[Tekst do czytania]
Rektor Uniwersytetu Medycznego im. Piastów Śląskich we Wrocławiu prof. Piotr Ponikowski apelował do osób niezaszczepionych o wykonanie tego zabiegu.
- Po raz kolejny apelujemy o szczepienia i rozsądne podejście do pandemii. Liczba pacjentów w szpitalu wzrasta. Trudno jest przewidzieć, co się jeszcze może wydarzyć. I chociaż może nie realizuje się najgorsza prognoza, to wciąż nie jest to koniec czwartej fali pandemii
- mówił rektor.
Dodał, że w minionym tygodniu zanotowano 12 zakażeń wśród studentów, a na kwarantannie jest 50 osób i 20 pracowników uczelni.
"Te 12 zakażeń pokazuje nam, że nasi studenci są rzeczywiście w zdecydowanej większości zaszczepieni, co świadczy o ich odpowiedzialności. Biorąc pod uwagę, że akademicka społeczność naszej uczelni wynosi 6,5 tys. osób, to ten wskaźnik nie jest duży" - mówił rektor. W zeszłym tygodniu władze uczelni zdecydowały, że studenci będą stacjonarnie kontynuować naukę praktyczną w szpitalu przy pacjentach.
Koronawirus wciąż groźny
W Uniwersyteckim Szpitalu Klinicznym, który prowadzi też szpital tymczasowy przy ul. Rakietowej, jest 180 pacjentów z COVID-19, a siedem osób korzysta z pomocy respiratora. W klinice pediatrii i chorób infekcyjnych przebywa 27 chorych na COVID-19 dzieci.
Dyrektor szpitala tymczasowego dr Janusz Sokołowski podkreślił, że 80 proc. pacjentów jest niezaszczepionych, a ciężko chorują też coraz młodsze osoby. "Na 106 chorych 27 proc. to osoby po 60. roku życia, ale 20 proc. stanowią 40-latkowie. W praktyce prawie wszyscy byli niezaszczepieni. Pięciu na sześciu 40-latków miało w naszym szpitalu ciężki przebieg choroby" - powiedział dr Sokołowski. W szpitalu tymczasowym decyzją wojewody są 122 łóżka dla pacjentów covidowych.
[/Tekst do czytania]
[Przekazane dane]
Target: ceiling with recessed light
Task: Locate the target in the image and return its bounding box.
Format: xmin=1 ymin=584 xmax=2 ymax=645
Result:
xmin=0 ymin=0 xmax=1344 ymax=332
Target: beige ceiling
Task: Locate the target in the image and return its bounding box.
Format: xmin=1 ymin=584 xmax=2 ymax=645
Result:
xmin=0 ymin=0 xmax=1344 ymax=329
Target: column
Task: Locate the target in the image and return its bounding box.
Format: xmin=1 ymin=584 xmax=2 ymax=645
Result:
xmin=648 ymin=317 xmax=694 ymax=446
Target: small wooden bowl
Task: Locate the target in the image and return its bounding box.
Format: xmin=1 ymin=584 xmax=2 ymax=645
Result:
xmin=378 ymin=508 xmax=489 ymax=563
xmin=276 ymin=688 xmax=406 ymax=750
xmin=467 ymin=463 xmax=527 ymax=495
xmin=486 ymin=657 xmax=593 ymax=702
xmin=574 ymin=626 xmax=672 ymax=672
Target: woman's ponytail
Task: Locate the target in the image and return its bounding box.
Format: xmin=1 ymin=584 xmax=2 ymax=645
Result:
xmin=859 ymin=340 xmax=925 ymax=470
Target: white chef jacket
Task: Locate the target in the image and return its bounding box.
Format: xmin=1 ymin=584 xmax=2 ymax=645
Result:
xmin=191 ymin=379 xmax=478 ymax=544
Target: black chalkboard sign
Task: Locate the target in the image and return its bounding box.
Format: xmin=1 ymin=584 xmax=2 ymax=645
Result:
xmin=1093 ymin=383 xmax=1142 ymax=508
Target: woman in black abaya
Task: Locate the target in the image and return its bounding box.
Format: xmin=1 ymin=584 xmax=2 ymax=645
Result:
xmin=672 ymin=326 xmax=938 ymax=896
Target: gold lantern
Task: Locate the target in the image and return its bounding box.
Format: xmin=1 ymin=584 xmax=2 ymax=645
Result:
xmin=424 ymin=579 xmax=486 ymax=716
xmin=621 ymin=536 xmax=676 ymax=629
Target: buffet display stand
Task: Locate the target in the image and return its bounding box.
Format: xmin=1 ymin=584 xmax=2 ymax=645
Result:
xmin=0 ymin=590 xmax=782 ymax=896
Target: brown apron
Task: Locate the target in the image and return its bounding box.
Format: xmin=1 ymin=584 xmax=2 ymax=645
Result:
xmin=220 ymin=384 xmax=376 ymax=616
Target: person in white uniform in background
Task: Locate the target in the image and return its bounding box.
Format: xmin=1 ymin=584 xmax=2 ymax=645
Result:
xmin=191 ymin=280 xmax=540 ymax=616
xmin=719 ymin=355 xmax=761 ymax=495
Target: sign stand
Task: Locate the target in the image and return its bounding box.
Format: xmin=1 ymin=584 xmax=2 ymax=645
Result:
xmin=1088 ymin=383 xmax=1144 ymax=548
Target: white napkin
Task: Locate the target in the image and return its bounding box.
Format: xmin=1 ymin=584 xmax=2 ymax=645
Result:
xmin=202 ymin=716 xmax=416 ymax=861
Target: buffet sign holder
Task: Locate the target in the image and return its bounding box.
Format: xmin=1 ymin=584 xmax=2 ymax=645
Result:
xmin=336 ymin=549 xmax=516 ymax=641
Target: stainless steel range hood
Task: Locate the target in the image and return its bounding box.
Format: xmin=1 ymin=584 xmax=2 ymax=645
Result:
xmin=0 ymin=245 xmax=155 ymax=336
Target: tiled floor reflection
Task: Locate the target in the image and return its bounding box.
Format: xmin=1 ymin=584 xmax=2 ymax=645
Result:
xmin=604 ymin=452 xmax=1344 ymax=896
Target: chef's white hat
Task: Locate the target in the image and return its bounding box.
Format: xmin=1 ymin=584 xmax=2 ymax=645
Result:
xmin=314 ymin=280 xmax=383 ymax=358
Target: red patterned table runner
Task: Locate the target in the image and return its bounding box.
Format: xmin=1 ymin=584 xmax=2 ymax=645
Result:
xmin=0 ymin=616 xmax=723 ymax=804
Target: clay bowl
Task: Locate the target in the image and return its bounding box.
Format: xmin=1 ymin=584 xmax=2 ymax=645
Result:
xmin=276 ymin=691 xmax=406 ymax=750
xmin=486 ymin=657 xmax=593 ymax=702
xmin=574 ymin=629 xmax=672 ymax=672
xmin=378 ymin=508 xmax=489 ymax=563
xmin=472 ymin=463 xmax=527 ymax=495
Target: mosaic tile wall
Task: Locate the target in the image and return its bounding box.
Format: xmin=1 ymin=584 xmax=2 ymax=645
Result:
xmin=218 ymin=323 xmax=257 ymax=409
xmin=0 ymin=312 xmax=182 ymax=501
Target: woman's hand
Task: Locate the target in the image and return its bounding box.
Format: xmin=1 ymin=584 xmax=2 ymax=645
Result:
[/Przekazane dane]
[Przekazane dane]
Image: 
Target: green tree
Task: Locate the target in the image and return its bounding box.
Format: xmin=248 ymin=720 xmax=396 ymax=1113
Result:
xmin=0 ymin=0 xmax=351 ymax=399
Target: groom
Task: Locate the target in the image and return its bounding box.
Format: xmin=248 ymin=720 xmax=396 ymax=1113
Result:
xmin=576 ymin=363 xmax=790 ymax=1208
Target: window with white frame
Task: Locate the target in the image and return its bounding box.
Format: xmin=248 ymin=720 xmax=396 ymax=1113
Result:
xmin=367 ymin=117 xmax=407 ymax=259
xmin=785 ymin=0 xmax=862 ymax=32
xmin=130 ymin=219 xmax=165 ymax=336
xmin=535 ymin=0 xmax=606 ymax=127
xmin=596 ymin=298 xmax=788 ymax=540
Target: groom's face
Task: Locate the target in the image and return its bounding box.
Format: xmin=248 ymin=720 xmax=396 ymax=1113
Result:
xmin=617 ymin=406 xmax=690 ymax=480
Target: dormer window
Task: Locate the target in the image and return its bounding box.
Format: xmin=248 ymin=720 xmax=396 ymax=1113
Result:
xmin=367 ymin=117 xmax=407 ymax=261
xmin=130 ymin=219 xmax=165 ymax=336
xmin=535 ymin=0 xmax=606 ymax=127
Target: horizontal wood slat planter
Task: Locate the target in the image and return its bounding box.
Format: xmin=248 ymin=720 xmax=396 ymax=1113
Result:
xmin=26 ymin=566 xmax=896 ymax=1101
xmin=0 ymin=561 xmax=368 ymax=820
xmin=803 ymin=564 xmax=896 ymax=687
[/Przekazane dane]
[Przekazane dane]
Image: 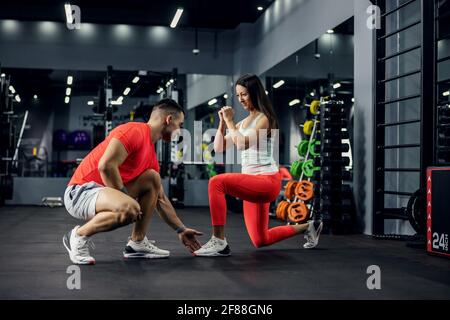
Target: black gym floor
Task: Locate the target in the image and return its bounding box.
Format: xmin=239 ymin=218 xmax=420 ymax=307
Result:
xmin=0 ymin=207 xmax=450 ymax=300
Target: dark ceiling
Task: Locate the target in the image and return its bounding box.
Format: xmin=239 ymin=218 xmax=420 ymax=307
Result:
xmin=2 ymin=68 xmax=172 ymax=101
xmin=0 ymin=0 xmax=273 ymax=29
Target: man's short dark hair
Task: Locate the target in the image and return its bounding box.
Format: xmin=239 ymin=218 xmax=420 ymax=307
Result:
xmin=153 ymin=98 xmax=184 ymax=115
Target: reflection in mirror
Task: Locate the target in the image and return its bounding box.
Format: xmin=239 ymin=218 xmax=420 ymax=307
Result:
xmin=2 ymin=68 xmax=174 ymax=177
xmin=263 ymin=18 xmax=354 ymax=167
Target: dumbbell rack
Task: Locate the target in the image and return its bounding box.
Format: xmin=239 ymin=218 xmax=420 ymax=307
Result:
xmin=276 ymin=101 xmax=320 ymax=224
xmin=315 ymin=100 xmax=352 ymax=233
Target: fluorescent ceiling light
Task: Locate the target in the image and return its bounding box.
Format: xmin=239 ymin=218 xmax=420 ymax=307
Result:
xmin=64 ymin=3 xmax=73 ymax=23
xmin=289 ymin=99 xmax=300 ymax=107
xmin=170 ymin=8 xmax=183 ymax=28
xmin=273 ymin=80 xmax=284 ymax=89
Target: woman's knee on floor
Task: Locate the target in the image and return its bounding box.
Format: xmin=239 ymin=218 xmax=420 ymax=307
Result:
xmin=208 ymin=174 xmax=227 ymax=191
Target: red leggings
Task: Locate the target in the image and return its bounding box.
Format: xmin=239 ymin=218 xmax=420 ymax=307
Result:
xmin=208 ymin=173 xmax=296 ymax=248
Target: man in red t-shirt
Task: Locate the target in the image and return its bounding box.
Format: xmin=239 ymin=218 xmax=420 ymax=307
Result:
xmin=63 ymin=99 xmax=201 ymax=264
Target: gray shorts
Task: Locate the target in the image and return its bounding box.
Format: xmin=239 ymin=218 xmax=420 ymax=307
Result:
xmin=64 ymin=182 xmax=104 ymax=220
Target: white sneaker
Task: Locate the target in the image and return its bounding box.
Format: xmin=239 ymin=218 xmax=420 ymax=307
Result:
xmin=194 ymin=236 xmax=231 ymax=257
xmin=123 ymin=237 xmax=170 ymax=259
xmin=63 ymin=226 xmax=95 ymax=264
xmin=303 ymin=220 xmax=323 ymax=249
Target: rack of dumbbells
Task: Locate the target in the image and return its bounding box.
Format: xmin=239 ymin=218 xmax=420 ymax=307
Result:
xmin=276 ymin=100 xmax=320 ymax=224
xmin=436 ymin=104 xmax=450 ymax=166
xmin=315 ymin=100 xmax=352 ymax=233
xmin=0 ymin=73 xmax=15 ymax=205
[/Przekazane dane]
• Polecenie
Podaj dosłownie fragment tekstu o pandemii od słów „Rektor Uniwersytetu Medycznego” aż do słów „20 pracowników uczelni.” włącznie. Rekordy nie są tu do niczego potrzebne.

• Wynik zadania
Rektor Uniwersytetu Medycznego im. Piastów Śląskich we Wrocławiu prof. Piotr Ponikowski apelował do osób niezaszczepionych o wykonanie tego zabiegu.
- Po raz kolejny apelujemy o szczepienia i rozsądne podejście do pandemii. Liczba pacjentów w szpitalu wzrasta. Trudno jest przewidzieć, co się jeszcze może wydarzyć. I chociaż może nie realizuje się najgorsza prognoza, to wciąż nie jest to koniec czwartej fali pandemii
- mówił rektor.
Dodał, że w minionym tygodniu zanotowano 12 zakażeń wśród studentów, a na kwarantannie jest 50 osób i 20 pracowników uczelni.